# 操作指示:
把下面所有的行逐字抄写一遍，不做任何改动。

# 所用数据:
_ _ _ _

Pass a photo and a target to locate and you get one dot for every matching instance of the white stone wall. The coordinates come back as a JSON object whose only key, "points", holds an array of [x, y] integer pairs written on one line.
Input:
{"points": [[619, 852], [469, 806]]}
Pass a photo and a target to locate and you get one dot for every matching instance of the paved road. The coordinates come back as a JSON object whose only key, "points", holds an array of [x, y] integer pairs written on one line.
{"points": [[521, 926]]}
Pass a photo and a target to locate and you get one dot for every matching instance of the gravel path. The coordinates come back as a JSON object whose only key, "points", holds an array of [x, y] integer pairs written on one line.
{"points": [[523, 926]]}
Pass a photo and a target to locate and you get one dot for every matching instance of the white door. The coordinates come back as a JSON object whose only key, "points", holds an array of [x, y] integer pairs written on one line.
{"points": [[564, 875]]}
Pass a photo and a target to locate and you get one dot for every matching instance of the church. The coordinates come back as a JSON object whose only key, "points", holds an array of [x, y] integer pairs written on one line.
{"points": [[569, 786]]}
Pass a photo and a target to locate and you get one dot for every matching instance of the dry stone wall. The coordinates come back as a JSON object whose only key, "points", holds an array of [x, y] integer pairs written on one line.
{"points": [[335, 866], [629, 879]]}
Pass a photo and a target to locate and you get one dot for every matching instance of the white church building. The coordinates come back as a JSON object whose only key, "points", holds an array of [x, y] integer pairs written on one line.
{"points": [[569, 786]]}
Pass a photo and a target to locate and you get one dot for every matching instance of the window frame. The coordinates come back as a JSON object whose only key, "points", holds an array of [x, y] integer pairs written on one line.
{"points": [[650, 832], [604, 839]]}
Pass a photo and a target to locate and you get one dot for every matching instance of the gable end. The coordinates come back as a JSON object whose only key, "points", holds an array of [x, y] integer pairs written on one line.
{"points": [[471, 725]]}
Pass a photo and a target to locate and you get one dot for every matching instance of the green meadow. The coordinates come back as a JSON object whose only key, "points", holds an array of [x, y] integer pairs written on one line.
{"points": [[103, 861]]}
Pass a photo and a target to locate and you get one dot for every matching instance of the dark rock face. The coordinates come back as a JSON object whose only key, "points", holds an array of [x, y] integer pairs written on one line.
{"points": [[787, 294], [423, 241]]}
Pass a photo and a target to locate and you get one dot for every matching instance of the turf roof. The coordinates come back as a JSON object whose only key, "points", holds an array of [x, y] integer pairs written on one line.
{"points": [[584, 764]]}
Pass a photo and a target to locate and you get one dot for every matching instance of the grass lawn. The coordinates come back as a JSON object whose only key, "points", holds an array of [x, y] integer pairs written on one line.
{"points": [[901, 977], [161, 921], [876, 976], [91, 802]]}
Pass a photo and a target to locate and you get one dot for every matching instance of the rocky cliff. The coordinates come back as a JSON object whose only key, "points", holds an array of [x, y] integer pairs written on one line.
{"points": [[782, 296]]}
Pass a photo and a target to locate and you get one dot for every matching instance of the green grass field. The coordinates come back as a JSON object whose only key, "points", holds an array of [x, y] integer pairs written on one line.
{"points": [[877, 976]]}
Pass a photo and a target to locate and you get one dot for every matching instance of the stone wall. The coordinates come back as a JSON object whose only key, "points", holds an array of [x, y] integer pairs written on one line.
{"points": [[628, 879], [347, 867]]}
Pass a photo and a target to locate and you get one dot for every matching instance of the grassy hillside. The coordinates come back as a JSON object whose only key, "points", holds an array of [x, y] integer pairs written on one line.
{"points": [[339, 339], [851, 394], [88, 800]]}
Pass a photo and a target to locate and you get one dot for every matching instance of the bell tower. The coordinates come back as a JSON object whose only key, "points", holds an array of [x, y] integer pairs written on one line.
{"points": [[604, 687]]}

_ _ _ _

# 任务作答:
Pass a photo and a target to locate and you get one dot for every matching instance of the white stone wall. The coordinates come back as a JSON object whose only key, "points", holds an array of [x, y] integer pairs written on one line.
Input:
{"points": [[619, 852], [469, 806]]}
Pass a photo and a target to locate and you get one dot for every matching instance of the paved road. The coordinates come back as a JSON object whose only key, "points", holds an array of [x, y] integer pairs written on one line.
{"points": [[521, 926]]}
Pass a photo and a target to locate and you get one dot for every matching instance of the gravel path. The coordinates come back as a JSON object whose only key, "points", holds an array of [x, y] integer pairs written on one line.
{"points": [[523, 926]]}
Pass a photo and a target to locate and you get one dot for every matching instance of the white door. The coordinates come back as a JSON object whose only key, "points", holds an array of [x, y] integer pairs written on one line.
{"points": [[564, 875]]}
Pass a photo and a target to locate and you get one dot for every matching instance of the church. The coordinates come back as a JSON object whose only key, "points", holds an array of [x, y] integer pairs written on one line.
{"points": [[569, 786]]}
Pass a photo and a target to locate and you get one dot for every matching instance of the dry stone wall. The coordinates come back as a JSON object whose only key, "points", holds an array of [x, y] integer pairs written on one line.
{"points": [[335, 866], [629, 879]]}
Pass a photo and a target to locate and you get one dot for every matching instance of the white church building. The coordinates come back as a JSON object whose only key, "points", holds an array of [x, y] integer pairs written on one line.
{"points": [[569, 786]]}
Pass a photo and a target to locate and you get one dot for every matching instance of the window frame. The coordinates come back as a JSON object whose only key, "points", holds an array of [x, y] integer pairs written on one line.
{"points": [[650, 832], [604, 839]]}
Pass a photo and a target to locate and you get one dot for every matching instance of the gable end. The coordinates come back as a JSON object whose only key, "points", holds an array of [x, y] integer pairs written on one line.
{"points": [[471, 725]]}
Pass a photo and a target to locate and you get one dot for every matching instance of the green meadow. The coordinates come back as a JSON object whose only key, "points", holds an array of [x, y] integer pairs written on one line.
{"points": [[103, 861]]}
Pass a photo and a target to locate and you get one dot for every matching instance of the dark rock face. The coordinates come back as a JSON object whose only key, "points", holds an array of [x, y] integer pairs written on one line.
{"points": [[787, 294], [423, 241]]}
Pass a photo and a target to locate and you get one dot for every matching instance of the turf roof. The coordinates come back as a JSON object whose only key, "points", holds an array of [x, y] integer pairs written on one line.
{"points": [[584, 764]]}
Pass a photo and a target to locate and you get one dot for every matching instance of the grass lawn. The coordinates come back as a JSON object whose only key, "points", holds an array of [x, y] integer pairs written on one line.
{"points": [[901, 977], [161, 921], [876, 976], [91, 802]]}
Pass a photo and a target to locate and you get one dot for every matching instance of the rocky cliff. The coordinates come back as a JSON object whose only key, "points", holds an array of [x, y] integer pairs written on one line.
{"points": [[782, 296]]}
Pass a photo and a target to locate and you get one dot for every matching instance of the green grass field. The coordinates come back as a JSON object whose only key, "points", holds an array of [x, y] integer pairs written on one line.
{"points": [[877, 976]]}
Pass a photo and a target to locate and you get one dot for every matching instance of the stone wall. The coordinates come back as a JSON object whose only key, "points", holds an array of [x, y] integer pairs written on one line.
{"points": [[628, 879], [347, 867]]}
Pass a photo and a target to locate and you get one dot for every matching instance of the grassy hillside. The coordinates come back as a JSON object whose only key, "points", holds an array of [x, y] integer pairs written on one line.
{"points": [[339, 339], [851, 394], [88, 800]]}
Pass a photo and a target to locate and you get one dot for every matching instance of the bell tower. The coordinates come back as a JSON object whose only key, "points", holds an array of [x, y] integer pairs written on one line.
{"points": [[604, 687]]}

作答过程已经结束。